### Data shown ###
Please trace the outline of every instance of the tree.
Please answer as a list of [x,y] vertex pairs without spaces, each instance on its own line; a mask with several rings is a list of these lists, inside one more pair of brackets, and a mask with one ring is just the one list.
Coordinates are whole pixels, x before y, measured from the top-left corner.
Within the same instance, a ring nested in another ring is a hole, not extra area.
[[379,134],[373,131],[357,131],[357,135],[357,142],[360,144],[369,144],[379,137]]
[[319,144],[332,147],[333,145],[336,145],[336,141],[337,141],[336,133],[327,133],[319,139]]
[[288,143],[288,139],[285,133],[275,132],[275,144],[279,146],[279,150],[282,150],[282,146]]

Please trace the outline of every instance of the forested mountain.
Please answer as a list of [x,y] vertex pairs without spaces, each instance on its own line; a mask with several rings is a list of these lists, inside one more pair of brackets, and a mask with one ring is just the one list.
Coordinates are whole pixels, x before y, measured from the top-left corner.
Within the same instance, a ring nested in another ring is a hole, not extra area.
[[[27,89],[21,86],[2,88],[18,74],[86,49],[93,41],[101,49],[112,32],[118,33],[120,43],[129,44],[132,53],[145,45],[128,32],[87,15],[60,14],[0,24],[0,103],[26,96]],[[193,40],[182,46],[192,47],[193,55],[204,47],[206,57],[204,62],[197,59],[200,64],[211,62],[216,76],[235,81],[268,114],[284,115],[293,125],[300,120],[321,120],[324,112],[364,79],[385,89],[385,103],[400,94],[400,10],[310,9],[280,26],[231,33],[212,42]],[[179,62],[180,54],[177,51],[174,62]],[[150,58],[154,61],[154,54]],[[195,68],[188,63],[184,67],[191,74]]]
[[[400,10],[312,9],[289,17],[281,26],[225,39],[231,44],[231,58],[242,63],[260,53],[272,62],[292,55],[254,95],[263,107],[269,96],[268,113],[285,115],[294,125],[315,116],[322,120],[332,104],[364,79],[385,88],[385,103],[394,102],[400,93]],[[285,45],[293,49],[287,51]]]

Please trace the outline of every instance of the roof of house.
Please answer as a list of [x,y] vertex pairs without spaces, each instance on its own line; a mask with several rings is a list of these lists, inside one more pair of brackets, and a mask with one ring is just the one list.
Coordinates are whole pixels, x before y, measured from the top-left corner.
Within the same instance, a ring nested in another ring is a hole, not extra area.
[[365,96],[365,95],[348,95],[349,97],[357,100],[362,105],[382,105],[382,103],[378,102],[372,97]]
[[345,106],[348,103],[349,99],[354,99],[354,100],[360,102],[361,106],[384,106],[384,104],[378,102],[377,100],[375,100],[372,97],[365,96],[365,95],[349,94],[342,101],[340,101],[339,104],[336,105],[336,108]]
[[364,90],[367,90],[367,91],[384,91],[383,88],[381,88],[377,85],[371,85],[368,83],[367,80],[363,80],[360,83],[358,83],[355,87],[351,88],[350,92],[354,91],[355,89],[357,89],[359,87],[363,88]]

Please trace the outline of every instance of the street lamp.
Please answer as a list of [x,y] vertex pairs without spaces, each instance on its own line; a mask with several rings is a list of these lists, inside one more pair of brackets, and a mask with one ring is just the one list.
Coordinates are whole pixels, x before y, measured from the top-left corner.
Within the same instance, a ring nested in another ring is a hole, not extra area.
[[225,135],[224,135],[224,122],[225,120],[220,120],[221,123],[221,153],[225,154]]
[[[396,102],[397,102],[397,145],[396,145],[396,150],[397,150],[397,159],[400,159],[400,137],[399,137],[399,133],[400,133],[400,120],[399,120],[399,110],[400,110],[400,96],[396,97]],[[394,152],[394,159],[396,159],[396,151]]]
###
▶ [Your instructions]
Give the lines as a Markdown table with the columns Row and Line. Begin at the line that contains "Please trace the outline of every instance of the street", continue through the end of the records, and leave out blank lines.

▶ [The completed task]
| Row | Line |
|---|---|
| 1 | Please trace the outline of every instance of the street lamp. |
| 2 | Please answer as a list of [x,y] vertex pairs without spaces, each instance on its own line; a mask with several rings is a list of these lists, inside one more pair of brackets, and a mask with one ring is just the one list. |
| 3 | Coordinates are whole pixels, x before y, measured from the top-left corner. |
| 4 | Within the same instance, a ring nested in another ring is a hole, not extra area. |
| 5 | [[225,135],[224,135],[224,122],[225,120],[220,120],[221,123],[221,153],[225,154]] |
| 6 | [[[396,102],[397,102],[397,145],[396,145],[396,150],[397,150],[397,159],[400,159],[400,137],[399,137],[399,133],[400,133],[400,120],[399,120],[399,110],[400,110],[400,96],[396,97]],[[394,152],[394,159],[396,159],[396,151]]] |